START
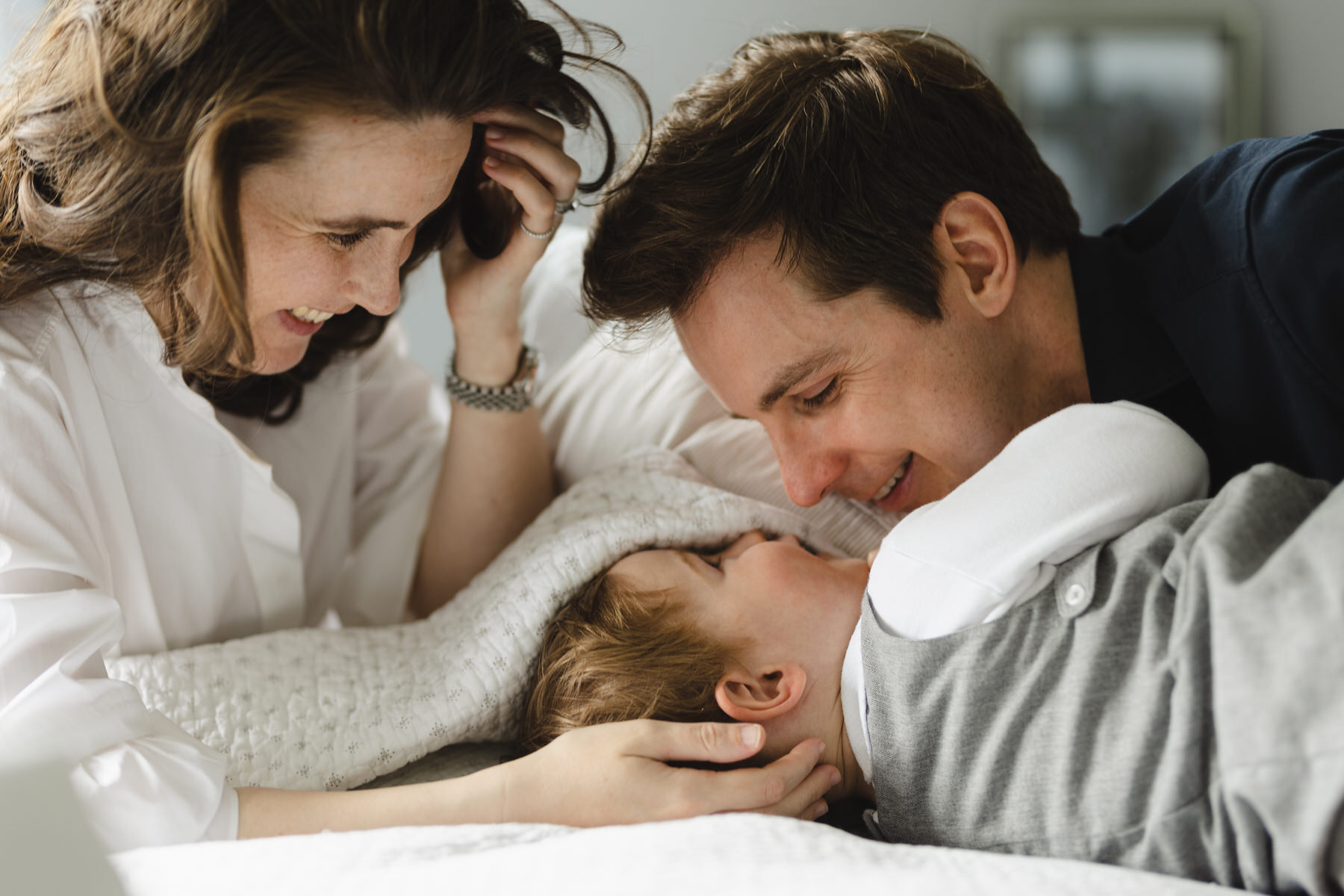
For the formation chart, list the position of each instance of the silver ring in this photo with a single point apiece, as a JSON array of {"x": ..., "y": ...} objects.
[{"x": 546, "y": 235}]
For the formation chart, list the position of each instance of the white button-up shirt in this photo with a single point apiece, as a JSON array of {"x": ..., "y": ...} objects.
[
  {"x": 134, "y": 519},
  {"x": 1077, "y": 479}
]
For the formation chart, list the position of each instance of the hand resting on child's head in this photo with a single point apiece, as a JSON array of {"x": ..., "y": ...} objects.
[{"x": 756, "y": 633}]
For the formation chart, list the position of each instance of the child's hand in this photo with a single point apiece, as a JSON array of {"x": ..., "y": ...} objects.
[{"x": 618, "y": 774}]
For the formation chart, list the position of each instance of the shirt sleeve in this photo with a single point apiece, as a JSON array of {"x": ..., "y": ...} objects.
END
START
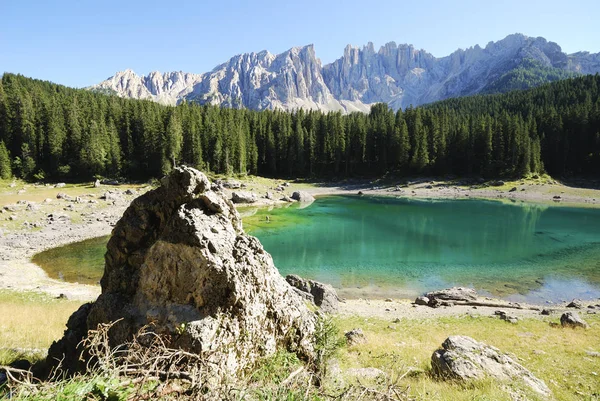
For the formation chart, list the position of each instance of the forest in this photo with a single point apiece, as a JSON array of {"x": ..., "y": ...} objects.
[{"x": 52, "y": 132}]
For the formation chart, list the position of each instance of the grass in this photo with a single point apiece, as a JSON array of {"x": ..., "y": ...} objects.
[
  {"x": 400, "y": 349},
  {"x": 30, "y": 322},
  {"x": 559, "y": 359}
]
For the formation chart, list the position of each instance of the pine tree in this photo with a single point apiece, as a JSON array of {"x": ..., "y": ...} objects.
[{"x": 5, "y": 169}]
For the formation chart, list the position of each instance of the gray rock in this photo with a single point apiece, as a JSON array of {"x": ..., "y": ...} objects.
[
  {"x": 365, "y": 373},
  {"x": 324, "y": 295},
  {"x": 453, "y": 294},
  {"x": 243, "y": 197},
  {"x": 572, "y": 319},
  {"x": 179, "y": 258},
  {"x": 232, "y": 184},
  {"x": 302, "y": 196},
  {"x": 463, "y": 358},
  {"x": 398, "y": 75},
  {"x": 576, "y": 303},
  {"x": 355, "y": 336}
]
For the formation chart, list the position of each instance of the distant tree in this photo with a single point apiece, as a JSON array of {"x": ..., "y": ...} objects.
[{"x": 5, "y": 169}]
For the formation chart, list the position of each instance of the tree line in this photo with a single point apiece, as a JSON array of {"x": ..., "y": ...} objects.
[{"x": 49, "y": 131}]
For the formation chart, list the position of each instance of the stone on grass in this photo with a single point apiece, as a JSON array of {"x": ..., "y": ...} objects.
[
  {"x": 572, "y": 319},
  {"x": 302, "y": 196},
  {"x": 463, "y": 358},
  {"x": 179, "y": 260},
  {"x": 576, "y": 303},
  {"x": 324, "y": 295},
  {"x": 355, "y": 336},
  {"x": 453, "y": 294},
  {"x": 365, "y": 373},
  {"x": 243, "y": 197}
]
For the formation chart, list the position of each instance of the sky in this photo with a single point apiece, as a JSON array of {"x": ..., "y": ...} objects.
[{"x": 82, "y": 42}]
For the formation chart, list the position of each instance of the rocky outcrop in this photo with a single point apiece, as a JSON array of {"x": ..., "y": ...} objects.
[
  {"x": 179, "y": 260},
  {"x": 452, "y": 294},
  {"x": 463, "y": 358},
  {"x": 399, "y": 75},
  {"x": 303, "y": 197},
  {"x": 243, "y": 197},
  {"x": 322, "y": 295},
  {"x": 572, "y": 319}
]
END
__TASK__: Show each line of the records above that contains the word "hand", copying every such line in full.

__OUTPUT OF THE TASK__:
For the formation chart, list the position of each instance of the hand resting on child's head in this photo with a single point apiece, as a JSON array of {"x": ..., "y": ...} objects.
For the formation chart, list the position of each instance of the child's hand in this photo with a single point apiece, as a JSON array of {"x": ..., "y": ...} objects.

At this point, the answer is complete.